*Task objective*
Where does the word "artwork" occur in the material? Copy each line that has it.

========================

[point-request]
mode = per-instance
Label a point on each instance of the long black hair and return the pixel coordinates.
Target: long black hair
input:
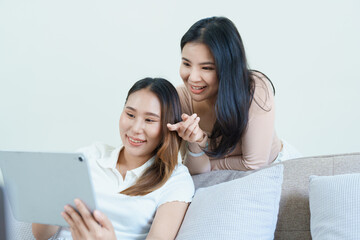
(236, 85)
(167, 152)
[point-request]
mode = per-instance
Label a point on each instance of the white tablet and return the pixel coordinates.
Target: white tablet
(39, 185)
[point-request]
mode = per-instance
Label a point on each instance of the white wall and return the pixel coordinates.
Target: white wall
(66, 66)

========================

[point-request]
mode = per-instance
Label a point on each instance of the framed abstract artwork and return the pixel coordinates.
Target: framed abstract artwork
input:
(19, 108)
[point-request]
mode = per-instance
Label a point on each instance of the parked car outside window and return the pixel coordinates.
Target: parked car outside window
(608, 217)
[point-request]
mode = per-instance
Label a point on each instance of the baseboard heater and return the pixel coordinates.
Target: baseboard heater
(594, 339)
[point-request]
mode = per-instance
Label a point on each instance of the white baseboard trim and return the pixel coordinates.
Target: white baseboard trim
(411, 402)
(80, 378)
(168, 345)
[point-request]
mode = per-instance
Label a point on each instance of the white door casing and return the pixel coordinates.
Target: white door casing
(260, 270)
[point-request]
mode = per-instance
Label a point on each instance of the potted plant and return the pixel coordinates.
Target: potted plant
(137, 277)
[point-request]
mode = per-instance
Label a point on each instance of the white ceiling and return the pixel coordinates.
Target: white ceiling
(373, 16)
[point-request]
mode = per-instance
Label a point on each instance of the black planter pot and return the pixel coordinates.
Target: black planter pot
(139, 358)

========================

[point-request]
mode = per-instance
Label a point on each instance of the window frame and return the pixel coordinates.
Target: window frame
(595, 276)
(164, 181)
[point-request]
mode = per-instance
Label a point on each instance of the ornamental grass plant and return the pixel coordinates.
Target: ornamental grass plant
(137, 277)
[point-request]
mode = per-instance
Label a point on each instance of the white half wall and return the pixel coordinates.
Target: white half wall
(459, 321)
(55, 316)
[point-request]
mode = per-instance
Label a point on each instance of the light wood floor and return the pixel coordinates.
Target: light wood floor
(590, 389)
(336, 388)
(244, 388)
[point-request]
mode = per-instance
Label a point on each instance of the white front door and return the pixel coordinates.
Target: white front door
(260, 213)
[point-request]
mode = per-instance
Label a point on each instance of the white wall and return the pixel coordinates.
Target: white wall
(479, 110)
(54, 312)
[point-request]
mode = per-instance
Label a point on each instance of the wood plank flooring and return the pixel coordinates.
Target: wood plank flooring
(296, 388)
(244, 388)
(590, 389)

========================

*Response to this exercise*
Label a point on each instance of the framed abstract artwork and return the pixel coordinates.
Target: framed abstract artwork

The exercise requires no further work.